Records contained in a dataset
* * * * *

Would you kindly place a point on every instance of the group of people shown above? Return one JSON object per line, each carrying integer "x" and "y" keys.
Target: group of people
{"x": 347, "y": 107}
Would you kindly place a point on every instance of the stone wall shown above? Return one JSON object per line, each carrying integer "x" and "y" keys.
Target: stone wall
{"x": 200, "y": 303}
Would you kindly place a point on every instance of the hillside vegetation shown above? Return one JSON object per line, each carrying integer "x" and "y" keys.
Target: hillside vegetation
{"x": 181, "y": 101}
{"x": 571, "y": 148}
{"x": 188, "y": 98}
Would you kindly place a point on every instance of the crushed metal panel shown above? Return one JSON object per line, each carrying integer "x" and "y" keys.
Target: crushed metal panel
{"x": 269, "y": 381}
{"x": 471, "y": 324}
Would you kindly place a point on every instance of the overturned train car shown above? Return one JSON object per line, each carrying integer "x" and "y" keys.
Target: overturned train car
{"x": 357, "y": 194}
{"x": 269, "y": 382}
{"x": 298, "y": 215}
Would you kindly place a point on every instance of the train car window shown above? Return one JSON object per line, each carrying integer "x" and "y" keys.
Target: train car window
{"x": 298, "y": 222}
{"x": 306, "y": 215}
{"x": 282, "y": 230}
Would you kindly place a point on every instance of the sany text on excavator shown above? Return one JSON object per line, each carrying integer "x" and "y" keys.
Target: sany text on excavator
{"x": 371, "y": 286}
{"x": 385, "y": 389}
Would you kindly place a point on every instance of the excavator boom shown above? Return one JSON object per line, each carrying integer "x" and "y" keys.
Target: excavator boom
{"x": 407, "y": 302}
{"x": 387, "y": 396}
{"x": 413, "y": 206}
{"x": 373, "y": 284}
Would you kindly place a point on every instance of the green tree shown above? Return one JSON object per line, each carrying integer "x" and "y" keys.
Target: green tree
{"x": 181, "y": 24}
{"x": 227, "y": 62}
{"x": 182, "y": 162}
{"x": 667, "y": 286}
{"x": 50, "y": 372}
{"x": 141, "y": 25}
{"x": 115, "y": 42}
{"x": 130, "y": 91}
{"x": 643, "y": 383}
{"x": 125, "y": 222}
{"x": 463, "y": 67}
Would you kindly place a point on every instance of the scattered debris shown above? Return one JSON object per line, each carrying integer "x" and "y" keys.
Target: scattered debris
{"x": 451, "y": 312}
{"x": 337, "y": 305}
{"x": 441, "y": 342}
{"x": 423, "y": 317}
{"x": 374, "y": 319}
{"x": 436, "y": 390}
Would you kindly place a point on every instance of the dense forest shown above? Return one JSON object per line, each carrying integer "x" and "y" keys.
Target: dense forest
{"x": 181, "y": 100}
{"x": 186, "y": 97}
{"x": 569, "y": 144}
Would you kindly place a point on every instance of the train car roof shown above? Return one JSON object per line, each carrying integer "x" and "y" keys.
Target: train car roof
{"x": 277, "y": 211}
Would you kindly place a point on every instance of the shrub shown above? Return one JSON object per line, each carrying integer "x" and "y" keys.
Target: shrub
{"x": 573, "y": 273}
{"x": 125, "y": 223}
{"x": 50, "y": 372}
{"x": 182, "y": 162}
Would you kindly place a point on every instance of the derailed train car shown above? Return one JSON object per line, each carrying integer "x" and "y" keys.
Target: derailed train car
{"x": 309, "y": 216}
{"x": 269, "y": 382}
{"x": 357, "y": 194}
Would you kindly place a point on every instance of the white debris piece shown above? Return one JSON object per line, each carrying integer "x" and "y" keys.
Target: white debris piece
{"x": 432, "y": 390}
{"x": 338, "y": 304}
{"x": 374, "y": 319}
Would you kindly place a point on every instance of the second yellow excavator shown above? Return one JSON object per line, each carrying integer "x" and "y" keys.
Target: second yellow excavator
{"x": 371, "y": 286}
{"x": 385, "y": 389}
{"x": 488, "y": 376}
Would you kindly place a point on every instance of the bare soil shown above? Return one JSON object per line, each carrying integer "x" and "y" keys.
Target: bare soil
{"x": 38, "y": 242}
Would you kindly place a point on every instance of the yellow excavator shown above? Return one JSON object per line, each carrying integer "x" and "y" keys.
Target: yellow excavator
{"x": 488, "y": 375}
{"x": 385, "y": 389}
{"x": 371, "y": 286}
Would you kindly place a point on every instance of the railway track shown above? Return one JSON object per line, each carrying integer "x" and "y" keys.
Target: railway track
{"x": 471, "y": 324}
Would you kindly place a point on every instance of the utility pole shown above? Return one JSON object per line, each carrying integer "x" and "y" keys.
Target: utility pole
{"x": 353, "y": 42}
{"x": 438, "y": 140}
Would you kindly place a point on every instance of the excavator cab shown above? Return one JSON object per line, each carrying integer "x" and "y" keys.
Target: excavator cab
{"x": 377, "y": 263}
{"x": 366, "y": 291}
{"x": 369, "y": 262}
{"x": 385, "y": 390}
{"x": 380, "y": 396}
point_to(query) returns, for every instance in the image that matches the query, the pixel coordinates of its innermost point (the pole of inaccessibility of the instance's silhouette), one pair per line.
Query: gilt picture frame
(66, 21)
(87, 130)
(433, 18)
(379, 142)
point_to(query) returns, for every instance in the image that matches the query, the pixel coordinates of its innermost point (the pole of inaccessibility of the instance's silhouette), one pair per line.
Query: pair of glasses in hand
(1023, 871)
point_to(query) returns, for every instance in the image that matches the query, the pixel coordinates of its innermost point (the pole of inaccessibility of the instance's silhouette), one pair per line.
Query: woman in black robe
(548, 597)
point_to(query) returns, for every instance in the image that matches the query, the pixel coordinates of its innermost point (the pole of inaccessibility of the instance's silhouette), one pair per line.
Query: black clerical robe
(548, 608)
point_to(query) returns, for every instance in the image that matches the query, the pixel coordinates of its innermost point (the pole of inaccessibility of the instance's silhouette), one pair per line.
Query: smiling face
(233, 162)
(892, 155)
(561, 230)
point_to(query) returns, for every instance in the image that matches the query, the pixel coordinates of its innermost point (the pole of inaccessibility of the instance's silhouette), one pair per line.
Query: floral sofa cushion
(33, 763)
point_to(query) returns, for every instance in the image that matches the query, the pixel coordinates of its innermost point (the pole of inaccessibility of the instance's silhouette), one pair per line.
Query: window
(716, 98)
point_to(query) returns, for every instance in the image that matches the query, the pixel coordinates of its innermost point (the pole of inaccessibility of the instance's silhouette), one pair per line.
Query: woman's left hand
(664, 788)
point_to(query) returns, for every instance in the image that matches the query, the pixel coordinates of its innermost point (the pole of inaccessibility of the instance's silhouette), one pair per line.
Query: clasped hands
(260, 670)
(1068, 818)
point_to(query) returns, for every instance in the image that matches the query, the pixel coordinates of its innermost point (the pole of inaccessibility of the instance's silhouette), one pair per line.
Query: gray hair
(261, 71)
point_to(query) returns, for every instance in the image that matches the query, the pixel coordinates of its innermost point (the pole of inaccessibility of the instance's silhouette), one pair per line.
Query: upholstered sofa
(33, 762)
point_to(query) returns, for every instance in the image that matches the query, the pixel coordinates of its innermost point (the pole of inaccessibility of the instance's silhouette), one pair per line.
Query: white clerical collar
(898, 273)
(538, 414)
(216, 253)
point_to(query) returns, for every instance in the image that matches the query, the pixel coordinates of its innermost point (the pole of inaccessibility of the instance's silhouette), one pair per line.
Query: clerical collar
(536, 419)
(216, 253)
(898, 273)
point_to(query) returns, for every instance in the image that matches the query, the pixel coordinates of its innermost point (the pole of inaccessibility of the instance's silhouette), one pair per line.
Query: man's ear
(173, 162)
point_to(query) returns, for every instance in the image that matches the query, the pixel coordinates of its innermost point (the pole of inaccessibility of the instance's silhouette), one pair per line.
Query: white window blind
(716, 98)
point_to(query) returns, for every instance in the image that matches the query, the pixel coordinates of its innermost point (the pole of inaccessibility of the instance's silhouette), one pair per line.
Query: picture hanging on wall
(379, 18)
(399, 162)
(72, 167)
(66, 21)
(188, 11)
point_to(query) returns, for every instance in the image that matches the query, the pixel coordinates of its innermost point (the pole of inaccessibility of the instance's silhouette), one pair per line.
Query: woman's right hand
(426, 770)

* * * * *

PROBLEM TO SOLVE: The reply should hold only the lines from the top of the records through the line that has "of the hillside", each one exact.

WRITTEN ANSWER:
Would you kindly place a point on every instance of the group of people shown above? Return one JSON object per line, each carrying integer "x" and "y" keys.
Target: group of people
{"x": 347, "y": 107}
Would you kindly place a point on every instance of the stone wall shown above? Return one JSON object per line, each carrying integer "x" and "y" keys.
Target: stone wall
{"x": 200, "y": 303}
Would you kindly place a point on every instance of the hillside vegetation shown above? Return one JSON object per line, each carrying integer "x" and "y" keys.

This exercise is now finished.